What to do – Revise the lines below by replacing "keypoint" with "marker" wherever it occurs, leaving everything else unchanged.

(Object location annotation data)
========
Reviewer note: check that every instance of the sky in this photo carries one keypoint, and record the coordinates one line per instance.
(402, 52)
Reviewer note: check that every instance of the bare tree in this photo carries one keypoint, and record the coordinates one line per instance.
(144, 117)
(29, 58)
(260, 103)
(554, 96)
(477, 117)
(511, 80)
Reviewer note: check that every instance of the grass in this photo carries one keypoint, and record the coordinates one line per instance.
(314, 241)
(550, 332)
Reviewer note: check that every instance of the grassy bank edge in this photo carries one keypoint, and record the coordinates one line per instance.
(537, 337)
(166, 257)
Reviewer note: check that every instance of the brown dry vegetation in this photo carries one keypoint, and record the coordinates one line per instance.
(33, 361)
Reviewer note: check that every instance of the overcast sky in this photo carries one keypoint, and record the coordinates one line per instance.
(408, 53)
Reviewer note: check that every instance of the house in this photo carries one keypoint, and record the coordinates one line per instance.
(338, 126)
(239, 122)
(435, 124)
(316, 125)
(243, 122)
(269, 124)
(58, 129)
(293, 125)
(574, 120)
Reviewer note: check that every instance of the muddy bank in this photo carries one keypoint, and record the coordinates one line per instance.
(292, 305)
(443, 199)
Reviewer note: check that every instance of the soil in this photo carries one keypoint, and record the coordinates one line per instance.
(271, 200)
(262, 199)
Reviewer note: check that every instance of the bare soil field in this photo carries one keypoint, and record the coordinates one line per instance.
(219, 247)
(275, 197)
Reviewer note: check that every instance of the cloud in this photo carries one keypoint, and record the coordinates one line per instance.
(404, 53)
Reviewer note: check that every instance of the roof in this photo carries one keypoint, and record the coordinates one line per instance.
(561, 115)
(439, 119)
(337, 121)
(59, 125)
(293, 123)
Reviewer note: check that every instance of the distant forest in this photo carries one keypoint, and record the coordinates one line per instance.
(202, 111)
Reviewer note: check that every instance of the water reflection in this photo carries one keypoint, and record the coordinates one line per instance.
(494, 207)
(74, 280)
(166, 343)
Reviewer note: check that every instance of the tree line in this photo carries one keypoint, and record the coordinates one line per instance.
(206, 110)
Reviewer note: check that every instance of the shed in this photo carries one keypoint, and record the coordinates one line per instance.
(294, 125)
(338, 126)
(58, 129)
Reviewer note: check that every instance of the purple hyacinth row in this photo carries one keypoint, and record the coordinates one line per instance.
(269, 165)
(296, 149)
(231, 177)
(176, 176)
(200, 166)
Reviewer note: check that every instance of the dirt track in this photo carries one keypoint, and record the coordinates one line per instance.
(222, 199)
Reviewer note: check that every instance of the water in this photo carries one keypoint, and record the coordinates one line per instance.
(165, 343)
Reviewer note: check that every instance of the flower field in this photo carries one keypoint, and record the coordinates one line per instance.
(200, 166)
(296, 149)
========
Task answer –
Reviewer note: check that every instance of the sky in this photo carries one marker, and record the coordinates one line per instance.
(402, 52)
Reviewer note: check that every instance of the bare tree in this photo carries one marker, and record the coordinates one line per instance.
(144, 117)
(29, 58)
(260, 103)
(554, 96)
(477, 117)
(511, 80)
Reviewer note: check that every instance of the grass in this photo carries one marker, and record the coordinates one line per instance.
(314, 241)
(550, 332)
Reviewer note: check that every instance of the grassy bank edge in this photo carries one marker, and record the coordinates one line per instance.
(537, 337)
(166, 257)
Reviewer note: check that every instance of the brown dry vegetation in this photo carries one marker, and record the coordinates one line per instance.
(33, 361)
Reviewer note: check that every instance of the overcast sky in this photo carries one marker, and record the coordinates one line per instance.
(408, 53)
Reviewer note: check that every instance of the house in this photo carries one marker, and record the coordinates one line per instance.
(338, 126)
(239, 122)
(435, 124)
(316, 125)
(243, 122)
(269, 124)
(58, 129)
(293, 125)
(574, 120)
Reviewer note: check that every instance of the muddy bank in this photo carries one marker, and record the coordinates one line per instance.
(292, 305)
(443, 199)
Reviewer note: check that every instance of the soil in this photo carries one marker, and record the coordinates one line per instance.
(271, 200)
(262, 199)
Reviewer note: check that every instance of the bare soil field in this photo carries one marker, and record the coordinates one line per instance.
(219, 247)
(275, 197)
Reviewer note: check that every instance of the cloud in this photo carries one marker, and record the coordinates one line per instance.
(404, 53)
Reviewer note: check that every instance of the roof in this photo carries one marker, and record the coordinates one line per instance.
(561, 115)
(439, 119)
(337, 121)
(59, 125)
(293, 123)
Reviewer note: check that every instance of the distant forest in this photo carries one marker, and record the coordinates one line per instance.
(202, 111)
Reviewer note: check that every instance of the water reflection in this photo carries one marker, and record the coordinates one line per instance.
(494, 207)
(74, 280)
(166, 343)
Reviewer note: check that every instance of the tree line in this photo carries one marker, and record the coordinates one line per instance.
(206, 110)
Reviewer note: check that every instance of the shed in this photo carries one marker, and record the coordinates one line per instance.
(294, 125)
(338, 126)
(58, 129)
Reviewer note: check that every instance of the purple hyacinth row in this photo carries one marker, and record the coordinates one line per instance.
(269, 165)
(296, 149)
(231, 177)
(176, 176)
(200, 166)
Reviewer note: check that every instance of the dirt track in this photo carries one marker, and record the coordinates one line per instance.
(222, 199)
Reviewer note: check that every instance of the water in this photo carries one marker, and record the coordinates one line per instance.
(165, 343)
Reviewer note: check that every instance of the flower field in this photo carries one marker, and record the coordinates one line per instance.
(200, 166)
(296, 149)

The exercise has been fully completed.